>> BEGIN Input records
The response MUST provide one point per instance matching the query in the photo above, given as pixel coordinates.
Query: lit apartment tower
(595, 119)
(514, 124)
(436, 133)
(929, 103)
>> END Input records
## What is asked
Copy every one of the records above line for line, changing nothing.

## Solution for this exercise
The response MUST provide one point per instance matching the query in the photo above, given as pixel coordinates.
Query: lit apartment tower
(595, 119)
(514, 124)
(436, 133)
(929, 103)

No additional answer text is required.